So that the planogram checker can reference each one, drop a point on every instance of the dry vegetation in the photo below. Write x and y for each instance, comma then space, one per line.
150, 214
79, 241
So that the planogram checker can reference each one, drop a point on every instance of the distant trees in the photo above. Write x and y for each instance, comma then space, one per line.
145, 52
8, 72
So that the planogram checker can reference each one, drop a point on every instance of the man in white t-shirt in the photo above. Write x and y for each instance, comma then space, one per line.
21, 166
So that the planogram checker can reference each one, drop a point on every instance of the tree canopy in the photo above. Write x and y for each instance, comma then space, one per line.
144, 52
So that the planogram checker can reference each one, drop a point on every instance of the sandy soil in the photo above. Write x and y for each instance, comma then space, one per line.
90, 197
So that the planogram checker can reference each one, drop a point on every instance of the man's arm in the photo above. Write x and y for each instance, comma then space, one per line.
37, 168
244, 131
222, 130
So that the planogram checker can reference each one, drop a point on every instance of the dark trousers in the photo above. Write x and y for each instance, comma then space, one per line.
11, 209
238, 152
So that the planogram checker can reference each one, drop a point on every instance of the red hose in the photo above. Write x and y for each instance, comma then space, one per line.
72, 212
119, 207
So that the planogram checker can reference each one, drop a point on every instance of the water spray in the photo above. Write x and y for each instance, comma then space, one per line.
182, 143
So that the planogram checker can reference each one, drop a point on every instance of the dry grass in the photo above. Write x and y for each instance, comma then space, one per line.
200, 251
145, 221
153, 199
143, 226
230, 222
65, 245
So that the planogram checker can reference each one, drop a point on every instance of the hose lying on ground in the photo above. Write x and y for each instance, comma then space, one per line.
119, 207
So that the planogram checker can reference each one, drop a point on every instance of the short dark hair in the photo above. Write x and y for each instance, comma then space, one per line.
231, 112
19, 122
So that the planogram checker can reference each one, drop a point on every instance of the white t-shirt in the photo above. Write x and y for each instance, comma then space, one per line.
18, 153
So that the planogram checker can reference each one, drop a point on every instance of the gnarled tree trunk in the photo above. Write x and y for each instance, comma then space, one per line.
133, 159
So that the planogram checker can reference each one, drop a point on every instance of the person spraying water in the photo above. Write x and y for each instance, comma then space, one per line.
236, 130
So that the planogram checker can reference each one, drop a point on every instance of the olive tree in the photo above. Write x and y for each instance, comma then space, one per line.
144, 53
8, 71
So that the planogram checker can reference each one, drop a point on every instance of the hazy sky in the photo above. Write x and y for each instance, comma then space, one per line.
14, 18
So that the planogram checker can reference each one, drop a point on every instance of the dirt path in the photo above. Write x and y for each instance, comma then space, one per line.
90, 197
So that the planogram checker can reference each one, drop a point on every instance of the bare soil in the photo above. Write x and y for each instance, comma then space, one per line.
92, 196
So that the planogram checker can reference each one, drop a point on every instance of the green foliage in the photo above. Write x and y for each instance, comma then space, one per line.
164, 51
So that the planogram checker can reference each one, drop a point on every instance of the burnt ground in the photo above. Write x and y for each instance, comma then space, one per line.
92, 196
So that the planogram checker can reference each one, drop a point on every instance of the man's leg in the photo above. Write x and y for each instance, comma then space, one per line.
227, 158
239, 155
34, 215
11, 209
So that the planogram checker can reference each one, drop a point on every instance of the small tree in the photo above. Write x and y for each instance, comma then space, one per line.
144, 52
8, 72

::::::

EXERCISE PROMPT:
In the records above, return only the line that contains "of the small" and every line after it through the last, exactly as they appear.

THE COMPLETED TASK:
So that the planogram checker can reference each one, drop a point on every instance of the small tree in the photo above. Write x and y for each instance, comma then space, one per line.
144, 52
8, 72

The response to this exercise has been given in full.